Exercise details: Copy every one of the items below word for word, changing nothing in any line.

------ Supplied data ------

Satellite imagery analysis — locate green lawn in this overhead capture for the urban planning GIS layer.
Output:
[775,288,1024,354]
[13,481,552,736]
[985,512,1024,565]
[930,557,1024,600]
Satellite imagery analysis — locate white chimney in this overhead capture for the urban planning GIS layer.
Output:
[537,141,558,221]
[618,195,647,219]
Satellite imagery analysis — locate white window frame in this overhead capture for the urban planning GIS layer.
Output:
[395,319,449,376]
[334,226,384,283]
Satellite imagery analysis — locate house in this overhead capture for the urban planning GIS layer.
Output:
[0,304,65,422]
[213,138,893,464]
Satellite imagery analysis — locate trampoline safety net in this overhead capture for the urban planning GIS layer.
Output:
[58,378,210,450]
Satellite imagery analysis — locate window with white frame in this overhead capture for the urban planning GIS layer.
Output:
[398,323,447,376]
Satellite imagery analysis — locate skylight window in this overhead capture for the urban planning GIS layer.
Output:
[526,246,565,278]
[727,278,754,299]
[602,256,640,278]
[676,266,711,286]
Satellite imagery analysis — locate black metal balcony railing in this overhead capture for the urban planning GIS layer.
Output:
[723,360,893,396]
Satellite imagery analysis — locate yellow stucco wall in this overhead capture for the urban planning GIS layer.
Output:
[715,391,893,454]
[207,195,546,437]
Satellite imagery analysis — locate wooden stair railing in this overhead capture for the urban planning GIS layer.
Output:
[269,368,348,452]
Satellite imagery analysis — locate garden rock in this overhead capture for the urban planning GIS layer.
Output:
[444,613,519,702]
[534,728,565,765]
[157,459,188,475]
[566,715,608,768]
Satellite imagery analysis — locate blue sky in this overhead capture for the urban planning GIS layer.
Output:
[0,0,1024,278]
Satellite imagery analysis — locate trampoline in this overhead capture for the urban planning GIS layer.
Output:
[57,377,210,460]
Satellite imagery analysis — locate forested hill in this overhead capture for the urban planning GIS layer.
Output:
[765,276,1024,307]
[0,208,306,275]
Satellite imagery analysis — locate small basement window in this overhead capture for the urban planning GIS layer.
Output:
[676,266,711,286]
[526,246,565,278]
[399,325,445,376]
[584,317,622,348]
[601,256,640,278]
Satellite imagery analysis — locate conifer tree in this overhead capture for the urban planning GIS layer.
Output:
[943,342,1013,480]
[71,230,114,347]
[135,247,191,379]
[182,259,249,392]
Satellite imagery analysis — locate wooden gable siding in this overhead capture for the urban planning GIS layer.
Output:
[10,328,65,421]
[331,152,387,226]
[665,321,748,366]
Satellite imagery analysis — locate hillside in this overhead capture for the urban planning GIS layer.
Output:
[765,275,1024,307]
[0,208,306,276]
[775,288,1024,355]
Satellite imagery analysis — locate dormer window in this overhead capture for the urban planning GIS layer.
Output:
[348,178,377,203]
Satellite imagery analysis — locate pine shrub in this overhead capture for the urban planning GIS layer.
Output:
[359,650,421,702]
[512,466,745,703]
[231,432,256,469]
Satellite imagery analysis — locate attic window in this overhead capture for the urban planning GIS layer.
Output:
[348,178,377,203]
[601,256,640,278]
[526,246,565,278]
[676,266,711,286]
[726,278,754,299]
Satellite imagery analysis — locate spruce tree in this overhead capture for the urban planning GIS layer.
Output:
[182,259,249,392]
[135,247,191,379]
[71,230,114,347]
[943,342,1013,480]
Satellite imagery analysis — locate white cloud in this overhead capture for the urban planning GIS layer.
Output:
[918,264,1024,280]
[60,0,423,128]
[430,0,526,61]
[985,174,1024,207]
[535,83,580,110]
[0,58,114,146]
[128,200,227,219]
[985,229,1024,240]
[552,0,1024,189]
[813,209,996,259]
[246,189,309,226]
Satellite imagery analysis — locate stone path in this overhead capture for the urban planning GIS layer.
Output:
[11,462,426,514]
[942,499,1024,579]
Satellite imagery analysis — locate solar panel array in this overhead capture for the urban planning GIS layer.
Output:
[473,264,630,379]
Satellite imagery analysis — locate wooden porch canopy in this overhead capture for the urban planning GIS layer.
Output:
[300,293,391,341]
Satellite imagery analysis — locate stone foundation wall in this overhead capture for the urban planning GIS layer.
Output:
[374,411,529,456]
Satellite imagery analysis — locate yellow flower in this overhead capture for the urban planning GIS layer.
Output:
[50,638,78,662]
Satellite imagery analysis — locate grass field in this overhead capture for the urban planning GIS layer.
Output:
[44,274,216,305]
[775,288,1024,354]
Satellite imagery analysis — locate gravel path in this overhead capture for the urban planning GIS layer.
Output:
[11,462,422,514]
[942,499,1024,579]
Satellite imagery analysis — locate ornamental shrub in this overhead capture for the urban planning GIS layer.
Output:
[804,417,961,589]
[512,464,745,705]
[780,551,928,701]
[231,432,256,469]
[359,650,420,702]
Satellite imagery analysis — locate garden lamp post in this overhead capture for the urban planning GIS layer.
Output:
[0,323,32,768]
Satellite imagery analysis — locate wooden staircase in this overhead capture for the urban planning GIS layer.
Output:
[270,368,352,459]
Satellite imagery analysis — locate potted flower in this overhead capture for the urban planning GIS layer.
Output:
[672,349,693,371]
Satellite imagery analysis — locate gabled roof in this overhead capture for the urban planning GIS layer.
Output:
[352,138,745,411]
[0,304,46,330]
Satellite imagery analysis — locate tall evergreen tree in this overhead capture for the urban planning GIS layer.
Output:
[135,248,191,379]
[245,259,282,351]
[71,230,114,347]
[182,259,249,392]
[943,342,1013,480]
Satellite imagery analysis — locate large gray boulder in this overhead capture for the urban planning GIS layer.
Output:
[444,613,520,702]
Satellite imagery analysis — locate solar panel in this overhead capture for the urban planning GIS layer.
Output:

------

Answer for the task:
Satellite imagery analysis — locate green lawn in this overhead capture for the urban planning GIS layer.
Output:
[775,288,1024,354]
[13,481,552,736]
[985,512,1024,565]
[930,557,1024,600]
Satellite imagery analysis — locate white chimney in this overhead capture for the urban planning GIS layer.
Output:
[537,141,558,221]
[618,195,647,219]
Satellite imagery analysis — locate white window frame in this overhead capture for the urban planning GIS layer.
Output:
[395,319,449,376]
[334,226,384,283]
Satellite imagery analysis — locate house in this overhead capture for the urban planning GIS layer.
Output:
[0,304,65,422]
[213,138,893,464]
Satellite imagery analysis — locate trampoline safety net in this overhead capture for the urban planning GIS layer.
Output:
[58,378,210,450]
Satellite imagery analysis — locate window with white frame in this overhead capture for the urban planning GIS layer.
Output:
[398,323,447,376]
Satellite imagery analysis — locate skylight window in this overhead capture for the urban planning GIS layer.
Output:
[526,246,565,278]
[727,278,754,299]
[602,256,640,278]
[676,266,711,286]
Satellite imagery analysis — locate black metal balcony railing in this overhead capture for the urban planning GIS layer.
Output:
[723,360,893,396]
Satellite imagery analysis — locate yellow stucco wall in this overhead capture for the urban planning GIS layer.
Output:
[715,391,893,454]
[207,195,546,437]
Satellite imagery analysis — locate wooden stair railing in this overhead capture for the urban planning GIS layer.
Output:
[269,368,348,452]
Satellite imagery analysis — locate garden rock in this overhead capture for the urban planning GIS layer.
Output:
[444,613,519,702]
[534,728,565,765]
[157,459,188,475]
[566,715,608,768]
Satellite imagery analysis — locate blue sky in this overhead capture for the urban planning GIS layer.
Output:
[0,0,1024,278]
Satellite imagery analysis — locate trampoline in this overhead capture for the urban planning GIS layer.
Output:
[57,377,210,460]
Satellite imagery analysis — locate forested hill in this overhead capture for the urban planning GIS layer.
Output:
[765,276,1024,307]
[0,208,306,275]
Satellite imagery analysis — locate small basement window in this overhead capture for the urban planning GIS layer.
Output:
[676,266,711,286]
[526,246,565,278]
[399,325,445,376]
[584,317,622,348]
[601,256,640,278]
Satellite imagery analysis — locate conifer tree in this overhead capture for the urban planning GIS layer.
Output:
[943,342,1013,480]
[71,230,114,347]
[135,247,191,379]
[182,259,249,392]
Satellite imagery analysis — locate wooden gable siding in this overhead capture for the urban planning GIS layer.
Output:
[10,328,65,421]
[331,152,387,226]
[665,321,748,366]
Satellite imagery analysis — locate hillside in this overhead capture for the urban planning GIS layer.
Output:
[765,275,1024,307]
[0,208,306,276]
[775,288,1024,355]
Satellite imagery analysis — locate dormer window in this overhead capture for the urban planning GIS layer.
Output:
[348,178,377,203]
Satellite imagery analysis — locate pine shrub in this overhead capture for the urban planning GIS layer.
Output:
[359,650,421,702]
[512,466,745,703]
[231,432,256,469]
Satellite imagery analysis — locate attic window in this overhead capture for the urban planning GIS layer.
Output:
[348,178,377,203]
[601,256,640,278]
[526,246,565,278]
[676,266,711,286]
[726,278,754,299]
Satellite imagery analysis — locate spruce tree in this overhead capture for the urban planning GIS layer.
Output:
[182,259,249,392]
[135,247,191,379]
[71,230,114,347]
[943,342,1013,480]
Satellite imagery analysis — locate white cloud in this overhead capture for the urban planning GIS layer.
Output:
[918,264,1024,280]
[60,0,423,128]
[430,0,526,61]
[985,174,1024,207]
[535,83,580,110]
[0,58,114,146]
[128,200,227,219]
[985,229,1024,240]
[552,0,1024,189]
[813,209,996,259]
[246,189,309,226]
Satellite imagery analysis — locate stone path in this overhead capture for the urban planning GIS layer.
Output:
[11,462,426,514]
[942,499,1024,579]
Satellite imagery analysis — locate solar panel array in this overhead capture for the urban planning GIS layer.
Output:
[473,264,630,379]
Satellite imagery analysis — locate wooden porch canopy in this overhead capture for the urban planning GIS layer.
Output:
[300,293,391,341]
Satellite imagery analysis — locate stone foundation wall in this overhead capture for the urban planning GIS layer.
Output:
[374,411,529,456]
Satellite imagery analysis — locate yellow flower in this overhead capture for the urban planning GIS layer.
Output:
[50,638,78,662]
Satellite imagery analysis — locate grass field in this overhead capture for the urban planning GIS layer.
Output:
[44,274,216,305]
[775,288,1024,354]
Satellite imagery analysis — locate gravel path in this overhead capture for the urban planning GIS layer.
Output:
[11,462,422,514]
[942,499,1024,579]
Satellite imagery analysis — locate ornamental shrub in this overhead capture for the urban planning GIS layer.
Output:
[804,417,961,589]
[512,464,745,705]
[780,551,928,701]
[231,432,256,469]
[359,650,420,702]
Satellite imagery analysis — locate garden lamp post in this overhead capture for the urban planning GIS layer.
Output:
[0,323,32,768]
Satellite imagery analysis — locate wooden staircase in this overhead capture for the urban planning GIS layer.
Output:
[270,368,352,459]
Satellite imagery analysis — locate potted flower in this overhead capture for the urban planning GIS layer.
Output:
[672,349,693,371]
Satellite imagery analysis — locate gabled roof in this overhead capture for the urban planning GIS layer.
Output:
[352,138,745,411]
[0,304,46,330]
Satellite imagery analysis — locate tall evergreen tree in this overhead capture for the urban planning GIS layer.
Output:
[135,248,191,379]
[245,259,282,351]
[71,230,114,347]
[182,259,249,392]
[943,342,1013,480]
Satellite imagery analysis — locate large gray boulder in this overhead capture for the urban planning GIS layer.
Output:
[444,613,520,702]
Satellite imagery analysis — locate solar panel in this overhead capture for the urban planning GIS layer.
Output:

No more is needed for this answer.